## TASK OBJECTIVE:
What is asked for is the whole listing, given again word for word.

***** DATA SUPPLIED

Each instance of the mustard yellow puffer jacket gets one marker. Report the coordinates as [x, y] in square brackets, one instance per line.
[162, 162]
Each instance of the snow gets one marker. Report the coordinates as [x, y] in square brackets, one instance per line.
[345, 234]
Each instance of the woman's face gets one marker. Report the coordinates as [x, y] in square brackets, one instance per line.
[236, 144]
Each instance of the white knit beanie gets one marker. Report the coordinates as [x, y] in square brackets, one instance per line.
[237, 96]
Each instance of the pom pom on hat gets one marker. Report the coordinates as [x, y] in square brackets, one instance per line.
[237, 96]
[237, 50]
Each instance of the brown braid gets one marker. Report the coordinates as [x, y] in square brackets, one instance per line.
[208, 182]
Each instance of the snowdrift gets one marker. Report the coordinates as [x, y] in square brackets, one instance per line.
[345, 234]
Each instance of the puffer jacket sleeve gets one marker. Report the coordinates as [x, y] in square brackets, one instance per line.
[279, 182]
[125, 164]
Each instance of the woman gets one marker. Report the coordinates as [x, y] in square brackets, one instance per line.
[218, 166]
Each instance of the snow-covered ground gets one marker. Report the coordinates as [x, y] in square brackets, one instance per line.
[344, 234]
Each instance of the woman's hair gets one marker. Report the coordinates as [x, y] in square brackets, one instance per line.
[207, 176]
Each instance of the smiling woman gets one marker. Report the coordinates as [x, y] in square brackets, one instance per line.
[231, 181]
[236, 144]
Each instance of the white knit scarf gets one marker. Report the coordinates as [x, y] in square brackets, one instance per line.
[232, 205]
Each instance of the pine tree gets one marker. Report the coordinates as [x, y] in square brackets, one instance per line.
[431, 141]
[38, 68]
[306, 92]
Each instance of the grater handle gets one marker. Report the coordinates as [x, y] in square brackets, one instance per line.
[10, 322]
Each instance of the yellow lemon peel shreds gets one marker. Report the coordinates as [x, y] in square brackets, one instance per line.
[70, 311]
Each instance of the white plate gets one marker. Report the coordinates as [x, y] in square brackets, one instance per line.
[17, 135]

**********

## ANSWER AREA:
Each instance of the mustard yellow puffer jacket gets one marker. Report the coordinates as [x, y] in square brackets, one instance per line.
[162, 162]
Each instance of the snow gets one marker. Report the coordinates as [x, y] in square brackets, one instance per line.
[345, 234]
Each instance of the woman's face gets one marker. Report the coordinates as [x, y] in square brackets, one instance per line.
[236, 144]
Each instance of the white knit beanie gets one marker. Report the coordinates as [x, y] in square brackets, one instance per line.
[237, 96]
Each instance of the pom pom on hat gets one marker. Report the coordinates as [x, y] in square brackets, one instance per line.
[237, 96]
[237, 50]
Each instance of the brown braid gets one marker. Report the coordinates as [x, y] in square brackets, one instance per line.
[208, 182]
Each instance of the snowdrift gets one marker. Report the coordinates as [x, y] in square brackets, one instance per line.
[345, 234]
Each instance of the puffer jacket sleeve gets one marker. Report the coordinates as [x, y] in square brackets, one instance per line.
[279, 182]
[125, 164]
Each instance of the woman gets one marker. Report the coordinates as [x, y] in square brackets, one instance per line.
[218, 166]
Each instance of the snow-covered ground gets one marker. Report the coordinates as [x, y] in square brackets, one instance per line.
[344, 234]
Each instance of the woman's hair gets one marker. Report the coordinates as [x, y] in square brackets, one instance per line.
[207, 176]
Each instance of the smiling woman gets one marker. Report the coordinates as [x, y] in square brackets, one instance per line.
[231, 181]
[236, 144]
Each instance of the white knit scarf gets one marker. Report the coordinates as [x, y] in square brackets, one instance per line.
[232, 205]
Each instance of the pine tree gets one marker. Report the coordinates as [x, y] in square brackets, one instance per line.
[431, 141]
[38, 68]
[306, 92]
Each instance of the grater handle gets one marker. Report the coordinates as [x, y] in square brackets, one instance per line.
[10, 322]
Each instance of the yellow lemon peel shreds gets one marker. Report the coordinates as [x, y] in square brackets, one instance per line.
[70, 311]
Each instance of the white plate gets one marker. Report the coordinates as [x, y] in square brackets, one instance per line.
[17, 135]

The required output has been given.